EXCERPTED TEXT:
The patient’s treatment involved a multidisciplinary approach, including non-pharmacological, pharmacological, and surgical measures. This comprehensive approach ensured clinical improvement, addressing both the infection and associated complications effectively. He was subsequently discharged and has been symptom free for at least 3 months after his discharge. He reports only mild left hip pain, but is otherwise asymptomatic. His biochemical markers have remained within normal limits.

There are several reported cases in which orf virus has affected immunocompromised patients. There are 15 cases in which orf virus has affected immunocompromised patients, leading to their admission to the hospital for further treatment. Renal transplant patients appeared to be the most commonly affected, accounting for 7 out of the 15 patients that were hospitalized [6-11]. All patients hospitalized had a complete resolution of their symptoms, although the longest time until resolution was 16 weeks. Another patient that was hospitalized had a history of a liver transplant ^[12]. The patient was immunocompromised, due to taking tacrolimus as part of his long-term immunosuppression after his liver transplant. He was successfully treated after having a shave excision performed on the lesion, and was given additional topical imiquimod ^[12]. Two of the patients suffered from chronic lymphocytic leukemia ^[13,14]. The other reported cases in the literature were known to have lymphoma, Nezelof’s syndrome, and hairy cell leukemia [15-17]. The case most comparable to this case is a case report published in 2013, describing a patient with a history of psoriatic arthritis who was being treated with etanercept and subsequently developed Giant Orf ^[18]. To the best of our knowledge, this is the first reported case of orf virus, with secondary bacterial infection, precipitating MRSA bacteremia and native hip septic arthritis. MRSA has become an increasingly more common causative pathogen in native hip septic arthritis in the United States of America, with MRSA septic arthritis leading to worse outcomes, and in some cases, leading to significant disability and even death in some patients ^[19]. A case report published in 2012 found that rheumatological diseases are the most common predisposing associated factor in patients who are affected by MRSA septic arthritis ^[20]. This report also found an association with males being more commonly affected by MRSA septic arthritis ^[20]. These associations were both present in the case we are presenting, with the patient being a male and being known to have psoriatic arthritis on long-term immunosuppression.

Immunocompromised patients need to be thoroughly assessed when presenting with joint pain. Zoonotic infections, especially around farm workers, can precipitate certain viral illnesses, in this case Orf virus, which can predispose patients to bacterial superinfection and subsequent septic arthritis. Prompt clinical, biochemical, and radiographical assessment are essential to making an accurate diagnosis to allow for early surgical irrigation and debridement in patients affected by septic arthritis.

A review of prior studies on Orf virus in immunocompromised patients underscores the critical importance of early detection and recognition of uncommon zoonotic pathogen associations in this population. It is important to note that both Orf virus and secondary bacteremia with seeding to native joints are likely to be under recognized and therefore under-reported, especially within the cohort of immunocompromised patients. Clinicians should maintain a high index of suspicion for these associations, particularly when immunocompromised patients present with septic arthritis, as timely diagnosis can significantly improve patient outcomes. Furthermore, the early identification and management of septic arthritis, guided by local treatment protocols, are essential to achieving optimal clinical results and improving patient outcomes.

RAW DATA:
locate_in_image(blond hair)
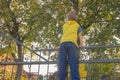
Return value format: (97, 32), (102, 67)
(67, 9), (78, 21)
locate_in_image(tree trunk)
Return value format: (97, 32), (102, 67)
(15, 43), (23, 80)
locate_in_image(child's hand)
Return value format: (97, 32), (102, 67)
(55, 46), (60, 51)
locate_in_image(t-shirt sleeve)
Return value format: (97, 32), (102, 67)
(78, 27), (83, 33)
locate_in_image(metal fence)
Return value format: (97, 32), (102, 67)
(0, 34), (120, 80)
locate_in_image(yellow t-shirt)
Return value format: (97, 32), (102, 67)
(60, 21), (79, 46)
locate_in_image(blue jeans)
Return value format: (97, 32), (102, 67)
(58, 42), (80, 80)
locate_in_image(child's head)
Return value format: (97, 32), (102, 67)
(67, 9), (78, 21)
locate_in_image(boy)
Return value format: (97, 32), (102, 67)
(58, 10), (83, 80)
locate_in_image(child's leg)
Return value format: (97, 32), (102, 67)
(58, 43), (67, 80)
(68, 44), (80, 80)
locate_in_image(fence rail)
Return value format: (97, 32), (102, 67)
(0, 34), (120, 80)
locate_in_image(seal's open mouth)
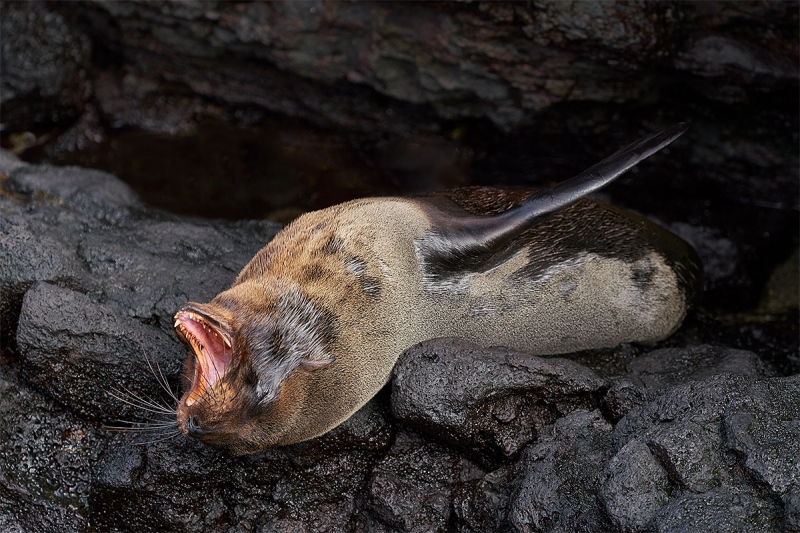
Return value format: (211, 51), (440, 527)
(175, 309), (231, 406)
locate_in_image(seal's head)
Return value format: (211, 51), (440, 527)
(175, 281), (334, 455)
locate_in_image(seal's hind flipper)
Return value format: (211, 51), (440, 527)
(514, 122), (687, 222)
(416, 123), (687, 276)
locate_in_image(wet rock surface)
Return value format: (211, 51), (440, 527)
(392, 338), (607, 466)
(0, 0), (800, 533)
(0, 148), (800, 532)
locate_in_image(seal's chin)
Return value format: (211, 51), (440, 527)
(175, 309), (231, 406)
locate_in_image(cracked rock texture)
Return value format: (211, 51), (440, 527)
(0, 152), (800, 532)
(0, 0), (800, 533)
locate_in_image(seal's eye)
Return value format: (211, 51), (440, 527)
(175, 309), (231, 406)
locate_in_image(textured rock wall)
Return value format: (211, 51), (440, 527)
(0, 1), (800, 532)
(0, 151), (800, 532)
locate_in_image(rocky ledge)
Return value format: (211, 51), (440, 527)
(0, 148), (800, 532)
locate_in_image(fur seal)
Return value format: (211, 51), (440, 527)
(175, 124), (701, 455)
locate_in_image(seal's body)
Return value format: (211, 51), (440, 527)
(175, 124), (700, 454)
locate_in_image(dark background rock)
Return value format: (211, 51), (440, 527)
(0, 0), (800, 532)
(392, 338), (607, 467)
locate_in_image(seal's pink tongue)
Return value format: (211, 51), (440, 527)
(175, 311), (231, 405)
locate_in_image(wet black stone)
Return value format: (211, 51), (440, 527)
(599, 373), (800, 531)
(392, 338), (607, 465)
(367, 431), (485, 532)
(0, 366), (102, 533)
(17, 283), (185, 424)
(508, 411), (612, 531)
(627, 344), (771, 390)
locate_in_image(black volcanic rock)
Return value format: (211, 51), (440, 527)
(17, 283), (185, 422)
(599, 374), (800, 531)
(392, 338), (608, 465)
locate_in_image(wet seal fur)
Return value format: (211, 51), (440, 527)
(170, 124), (701, 454)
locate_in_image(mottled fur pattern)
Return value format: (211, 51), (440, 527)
(179, 188), (699, 454)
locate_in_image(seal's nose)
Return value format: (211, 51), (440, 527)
(186, 416), (208, 439)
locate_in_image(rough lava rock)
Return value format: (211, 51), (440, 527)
(0, 97), (800, 533)
(392, 338), (608, 466)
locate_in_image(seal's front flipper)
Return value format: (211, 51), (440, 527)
(416, 123), (687, 276)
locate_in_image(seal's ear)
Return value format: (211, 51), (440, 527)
(415, 123), (687, 274)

PROBLEM SET:
1. In the orf virus case report, which group of immunocompromised patients was most often hospitalized with orf virus?
2. Please rewrite the paragraph of the orf virus case report that begins "Immunocompromised patients need to be thoroughly assessed" as a short bulleted list that keeps its main facts.

ANSWERS FOR THIS EXERCISE:
1. Renal transplant patients, who made up 7 of the 15 hospitalized patients.

2.
- Immunocompromised patients with joint pain need a thorough assessment.
- Zoonotic infections, especially among farm workers, can trigger viral illnesses such as orf virus.
- Orf virus can predispose patients to bacterial superinfection and then septic arthritis.
- Prompt clinical, biochemical, and radiographic assessment is essential for an accurate diagnosis.
- An accurate diagnosis allows early surgical irrigation and debridement in septic arthritis.